▶ _Metin bölümü_
###
Ekleme Tarihi: 23 Eylül 2025 -Salı

AVRUPA, İSRÂİL VE NETANYAHU'YA KARŞI

  İngiltere, Kanada, Avustralya, Portekiz ve diğer bazı Avrupa ülkeleri, kamuoyunun baskısı altında FİLİSTİN devletini tanıyor. SUUDİ ARABİSTAN ve FRANSA'nın planladığı bu hamle; İTSRÂİL'in BATI ŞERİA'daki E1 bölgesinde inşa ettiği yerleşim birimleri ve dünya çapında artan FİLİSTİN destekçilerine bir cevap niteliğinde.
             E1 bölgesi, batıda KUDÜS'ün Fransız Tepesi Mahallesi (Hayyü’t-Telletü’l-Fransiyye/حي التلة الفرنسية), güneybatıda EBÛ DÎS/أبو ديس, güneyde KAYDÂR/قيدار, doğuda MAÂLEYYE EDÛMÎM/معاليه أدوميم ve kuzeyde ALMON/علمونile sınırlanmıştır. Dağlık bölge yaklaşık 3.000 dönümlük bir alanı kaplar.
             İngiliz YouGow Araştırma ve Analitik Teknoloji kuruluşunun anketleri, İTsrâil'in Avrupa'daki net popülaritesinin tüm zamanların en düşük seviyesine ulaştığını gösteriyor:
  "Almanya'da %44, Fransa'da %48, İspanya'da %55. Avrupalıların yalnızca yüzde 13 ila 21'i İTsrâil'e olumlu bakarken, yüzde 63 ila 70'i olumsuz bakıyor.
###
▶ _Verilen görev 1_
Filistin devletinin tanınmasını konu alan yazıda, Filistin'i tanıdığı söylenen ve adı açıkça geçen ülkeler hangileridir?
▶ _Verilen görev 2_
Filistin devletinin tanınmasını konu alan yazıya göre E1 bölgesi yaklaşık ne kadarlık bir alanı kaplıyor?
▶ _Verilen görev 3_
Filistin devletinin tanınmasını konu alan yazıyı, kaldığı yerden sürdürerek birkaç cümleyle ilerletin.
Bu malzemeye ihtiyacınız olmayacak.

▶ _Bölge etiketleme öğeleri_
###
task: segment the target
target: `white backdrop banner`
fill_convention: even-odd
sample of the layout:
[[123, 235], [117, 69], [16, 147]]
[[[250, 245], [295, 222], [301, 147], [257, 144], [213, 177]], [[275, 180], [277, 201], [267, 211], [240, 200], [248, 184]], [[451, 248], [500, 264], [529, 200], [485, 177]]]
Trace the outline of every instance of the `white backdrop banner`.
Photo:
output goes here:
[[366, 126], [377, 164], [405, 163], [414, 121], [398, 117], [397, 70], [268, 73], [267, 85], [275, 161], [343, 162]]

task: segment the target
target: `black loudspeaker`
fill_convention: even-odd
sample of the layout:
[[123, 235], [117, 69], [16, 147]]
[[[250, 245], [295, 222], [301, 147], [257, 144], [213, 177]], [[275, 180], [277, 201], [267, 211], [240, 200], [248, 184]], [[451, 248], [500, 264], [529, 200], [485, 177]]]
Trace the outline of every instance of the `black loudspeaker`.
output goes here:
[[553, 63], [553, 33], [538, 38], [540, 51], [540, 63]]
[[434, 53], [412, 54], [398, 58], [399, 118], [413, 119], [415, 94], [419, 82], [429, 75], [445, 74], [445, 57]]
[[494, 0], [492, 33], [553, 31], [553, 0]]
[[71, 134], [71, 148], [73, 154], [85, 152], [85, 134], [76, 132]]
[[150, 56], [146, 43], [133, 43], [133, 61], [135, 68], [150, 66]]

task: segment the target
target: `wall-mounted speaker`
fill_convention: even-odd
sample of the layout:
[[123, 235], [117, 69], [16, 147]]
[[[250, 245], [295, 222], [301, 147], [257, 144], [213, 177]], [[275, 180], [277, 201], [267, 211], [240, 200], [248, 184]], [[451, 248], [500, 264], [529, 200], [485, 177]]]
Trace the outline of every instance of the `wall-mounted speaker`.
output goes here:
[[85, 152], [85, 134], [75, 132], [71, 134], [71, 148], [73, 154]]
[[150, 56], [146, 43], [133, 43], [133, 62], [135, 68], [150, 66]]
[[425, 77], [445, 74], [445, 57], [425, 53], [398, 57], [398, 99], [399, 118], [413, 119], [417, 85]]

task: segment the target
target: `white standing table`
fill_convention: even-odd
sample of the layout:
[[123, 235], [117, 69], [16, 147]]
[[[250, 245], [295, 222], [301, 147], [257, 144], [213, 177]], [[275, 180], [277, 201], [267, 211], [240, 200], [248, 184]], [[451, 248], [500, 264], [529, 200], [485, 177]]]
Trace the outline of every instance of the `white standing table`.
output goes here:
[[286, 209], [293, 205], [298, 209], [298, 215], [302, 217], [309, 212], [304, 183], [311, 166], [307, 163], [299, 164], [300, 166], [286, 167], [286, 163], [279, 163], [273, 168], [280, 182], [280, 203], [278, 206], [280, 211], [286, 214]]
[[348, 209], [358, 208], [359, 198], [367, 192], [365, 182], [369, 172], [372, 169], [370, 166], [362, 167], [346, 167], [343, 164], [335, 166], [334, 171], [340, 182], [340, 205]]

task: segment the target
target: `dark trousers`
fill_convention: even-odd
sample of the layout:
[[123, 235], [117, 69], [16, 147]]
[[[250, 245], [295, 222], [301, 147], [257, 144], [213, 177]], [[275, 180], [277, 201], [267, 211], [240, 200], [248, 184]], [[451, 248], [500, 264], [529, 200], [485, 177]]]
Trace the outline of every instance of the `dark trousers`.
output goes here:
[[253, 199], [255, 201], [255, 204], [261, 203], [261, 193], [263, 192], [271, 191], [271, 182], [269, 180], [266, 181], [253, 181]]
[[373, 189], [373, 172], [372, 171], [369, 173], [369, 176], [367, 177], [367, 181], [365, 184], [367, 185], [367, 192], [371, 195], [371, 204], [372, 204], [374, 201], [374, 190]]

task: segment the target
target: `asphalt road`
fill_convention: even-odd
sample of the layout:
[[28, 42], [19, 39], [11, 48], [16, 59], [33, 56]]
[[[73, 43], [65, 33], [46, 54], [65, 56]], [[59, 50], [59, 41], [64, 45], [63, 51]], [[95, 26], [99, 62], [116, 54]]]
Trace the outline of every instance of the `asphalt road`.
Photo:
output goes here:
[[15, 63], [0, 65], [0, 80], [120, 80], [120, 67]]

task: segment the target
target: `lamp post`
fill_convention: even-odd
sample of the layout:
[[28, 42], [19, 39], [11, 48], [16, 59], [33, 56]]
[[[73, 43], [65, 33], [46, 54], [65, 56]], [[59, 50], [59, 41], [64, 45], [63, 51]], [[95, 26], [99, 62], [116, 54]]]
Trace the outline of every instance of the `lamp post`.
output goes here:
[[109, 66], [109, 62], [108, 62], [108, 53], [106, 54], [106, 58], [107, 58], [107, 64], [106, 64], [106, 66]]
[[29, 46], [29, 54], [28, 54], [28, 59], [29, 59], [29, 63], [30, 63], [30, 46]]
###
▶ _Alıştırma çıktısı 1_
İngiltere, Kanada, Avustralya, Portekiz

▶ _Alıştırma çıktısı 2_
Yaklaşık 3.000 dönümlük bir alanı kaplıyor.

▶ _Alıştırma çıktısı 3_
             İNGİLTERE'de halkın %51'i İTSRÂİL'in GAZZE'deki eylemlerinin HAKSIZ olduğunu söylerken, %37'si FİLİSTİNLİLERE sempati duyuyor. İTSRÂİL'in başlıca destekçilerinin %42'si NETİNYAHU'nun çok ileri gittiğine inanıyor."
             Bu sonuçlar ilk bakışta yüzeysel görünebilir ve Filistin'de onlarca yıl süren Siyonist suçlardan sonra "AŞIRI" deyiminin çok dar görüşlü olduğu algısı oluşabilir. Fakat İTSRÂİL'in AVRUPA ve AMERİKA'daki medya nüfuzu ve antisemitizmle ilgili hassasiyetler göz önüne alındığında, AVRUPA'nın İTsrâil'e verdiği desteğin ufak da olsa azalması önemlidir.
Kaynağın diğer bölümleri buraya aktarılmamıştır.